======== Selected passage

Summer Sponsored 2014 Artist Andy North discusses his ideas about playing games and what it teaches us.
I’m a game designer. When we think of games we think of kids, and when we think of kids’ games we think of screaming and chaos. But If you’ve ever watched very young children play you’ll see that they spend a lot of time discussing the rules of their play, the roles and situations they’re in, arguing things like how a dinosaur and its mother should act when they’re in a restaurant together. Kids use play as a way of experimenting and learning from each other about social relationships, something that is very, very important to them*. We pretend that this urge to experiment and learn goes away as we get older, which is nonsense. But as adults we need an excuse to do it! We need something called a magic circle.
THE TERM MAGIC CIRCLE SOUNDS KIND OF DUMB
Okay but bear with me here, because this is an important thing. The “magic circle” in game design terms refers to the space, both physically and mentally, within which the rules of the game apply. So a basketball court is a magic circle, and so is a blackjack table. Kids can make magic circles instantly and anywhere (“Let’s pretend to be dinosaurs”) and there’s no social pressure stopping them. Adults have a tougher time. So a big part of my job is figuring out how to put people into that mindset, give them the excuse to play and the context in which it is socially acceptable.
Here’s an example. One of the games I’ve been working on at HCL is called The Battle for Booze Mountain, a beer-pong-based wargame, that allows you to feel what it’s like to be a general and lead a force to victory or glorious defeat. It can be played in bars and at parties because it’s beer pong (and we have a magic circle for beer pong in our heads, it’s acceptable, it’s cool), but it gives you the experience of being a general and leading a mighty force to victory. It gives you a whole new set of verbs. Verbs! Let’s talk about verbs.

================

• [Task instructions]: Could you resume the piece on adult play and the magic circle, carrying it on past its last line?

======== Supplied material

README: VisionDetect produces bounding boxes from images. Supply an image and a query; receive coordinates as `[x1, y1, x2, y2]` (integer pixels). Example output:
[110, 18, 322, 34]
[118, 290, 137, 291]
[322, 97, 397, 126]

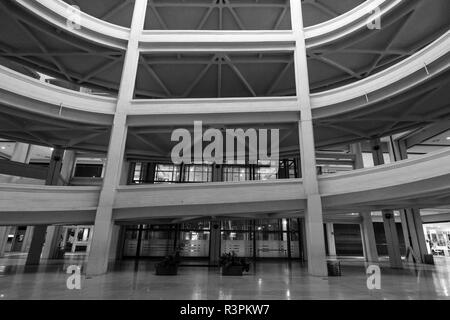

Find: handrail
[15, 0, 130, 49]
[311, 31, 450, 109]
[0, 66, 117, 114]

================

• [Task output]:
Game designers refer to the range of actions a player can take as the game’s “verbs,” and the best games allow us access to a whole range of verbs we don’t normally get to use – when was the last time you betrayed someone, or actively protected them, or best yet, outsmarted or tricked? Or sometimes they’re more common verbs that many of us would feel uncomfortable using day-to-day: blackmailing, deceiving, getting revenge, bullying, intimidating, threatening, persuading, seducing. And you’re not experiencing these things through somebody else like an actor playing a character – you’re not playing someone who’s getting revenge, you’re getting revenge.
I like games that provide people exciting verbs. One of the games I’m working on at HCL is Safehouse, a game about a houseful of survivors being taken over by body snatchers, meant to instill that horror-movie sense of isolation and paranoia. I love games that give you access to verbs like deceiving and betraying, but I’ve never made one before. After playing the first prototype my friend Ryan said “That was a pretty fun game, too bad [my girlfriend] and I have to break up because she backstabbed me three times.” Which is great! Because games should disrupt your social role and relationships. In fact let’s make that a big section:
GAMES AS SOCIAL TOOLS
Remember at the top when I said kids use play as social rehearsal? Games are great for that because they disrupt social dynamics. The most powerful person at the Monopoly table is the one who has a hotel on boardwalk, and that might be a five-year-old kid. And that’s great.
And party games! Party games. Nothing is more intimidating than a roomful of strangers, which is why party games are so popular – even a simple game like Charades gives you:
1) An excuse to socialize with strangers
2) An instant social bond (“We’re on the same team!”)
3) A clear individual objective (Guess or communicate whatever the clue is)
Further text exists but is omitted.